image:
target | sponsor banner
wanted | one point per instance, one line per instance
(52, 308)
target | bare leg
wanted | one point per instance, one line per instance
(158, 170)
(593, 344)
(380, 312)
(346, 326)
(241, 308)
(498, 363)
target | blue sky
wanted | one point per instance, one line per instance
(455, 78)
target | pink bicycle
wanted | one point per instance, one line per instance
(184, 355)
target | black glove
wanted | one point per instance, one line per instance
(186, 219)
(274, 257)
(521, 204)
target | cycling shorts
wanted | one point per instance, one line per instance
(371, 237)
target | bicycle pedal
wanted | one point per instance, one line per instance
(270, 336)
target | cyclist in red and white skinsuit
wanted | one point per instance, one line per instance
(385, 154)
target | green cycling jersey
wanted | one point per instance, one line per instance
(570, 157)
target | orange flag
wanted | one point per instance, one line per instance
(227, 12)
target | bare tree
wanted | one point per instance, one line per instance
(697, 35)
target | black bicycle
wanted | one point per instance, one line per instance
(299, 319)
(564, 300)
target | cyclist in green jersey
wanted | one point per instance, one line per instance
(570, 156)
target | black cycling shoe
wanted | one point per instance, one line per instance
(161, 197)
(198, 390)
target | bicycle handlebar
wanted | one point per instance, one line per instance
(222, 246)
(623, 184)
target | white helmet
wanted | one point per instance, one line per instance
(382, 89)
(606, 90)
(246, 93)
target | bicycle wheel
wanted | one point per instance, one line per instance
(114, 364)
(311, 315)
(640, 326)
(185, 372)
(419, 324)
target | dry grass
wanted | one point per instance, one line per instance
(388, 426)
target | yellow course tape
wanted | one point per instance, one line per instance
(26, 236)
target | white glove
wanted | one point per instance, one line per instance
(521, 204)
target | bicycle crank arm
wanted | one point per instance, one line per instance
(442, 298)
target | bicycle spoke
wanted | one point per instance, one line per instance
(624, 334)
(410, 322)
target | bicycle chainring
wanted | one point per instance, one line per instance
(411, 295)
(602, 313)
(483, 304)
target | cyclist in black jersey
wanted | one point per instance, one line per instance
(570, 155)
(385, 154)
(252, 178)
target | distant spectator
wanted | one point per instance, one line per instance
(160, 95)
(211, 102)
----
● Task to complete
Every line of the data above should be copied exactly.

● Reply to the exercise
image:
target | sponsor banner
wanted | one point per instance, one line per instance
(52, 308)
target | bare leg
wanted | one point per instance, one line per instance
(158, 170)
(593, 344)
(380, 312)
(346, 326)
(241, 308)
(498, 363)
target | blue sky
wanted | one point per instance, one line per instance
(455, 78)
target | pink bicycle
wanted | one point per instance, one line per instance
(184, 355)
target | black glove
wanted | one point per instance, one line per instance
(186, 219)
(274, 257)
(521, 204)
target | cycling shorts
wanted | one point per instance, one line per instance
(371, 237)
target | bicycle pedal
wanted | one point per instance, one line per instance
(270, 336)
target | cyclist in red and white skinsuit
wanted | one point per instance, one line per instance
(385, 154)
target | green cycling jersey
wanted | one point per instance, one line per instance
(570, 157)
target | orange flag
wanted | one point per instance, one line per instance
(227, 12)
target | bare tree
wanted | one point per instance, one line per instance
(697, 35)
target | black bicycle
wanted | one point per instance, one line per instance
(299, 319)
(564, 300)
target | cyclist in green jersey
wanted | one point per instance, one line per instance
(570, 156)
target | black cycling shoe
wanted | one point per instance, one line per instance
(161, 197)
(198, 390)
target | bicycle handlebar
wanted | one point per instance, one line per instance
(222, 246)
(623, 184)
target | white helmet
wanted | one point per instance, one line per instance
(382, 89)
(606, 90)
(246, 93)
target | bicycle wheel
wanted | one point per instance, one line per instance
(114, 364)
(311, 315)
(640, 326)
(185, 372)
(419, 324)
target | dry grass
wanted | one point per instance, one line per instance
(388, 426)
target | yellow course tape
wanted | one point per instance, one line per instance
(26, 236)
target | white glove
wanted | one point per instance, one line per instance
(521, 204)
target | bicycle crank arm
wanted | one point per instance, one line per instance
(442, 298)
target | bicycle spoke
wanted | one point per instance, one line per instance
(624, 334)
(410, 322)
target | bicycle chainring
wanted | one point per instance, one line per instance
(411, 295)
(602, 313)
(483, 304)
target | cyclist in black jersey
wanted | one point per instance, one line per instance
(570, 155)
(385, 154)
(252, 178)
target | distant spectator
wanted | one point per instance, one line per instance
(160, 95)
(211, 102)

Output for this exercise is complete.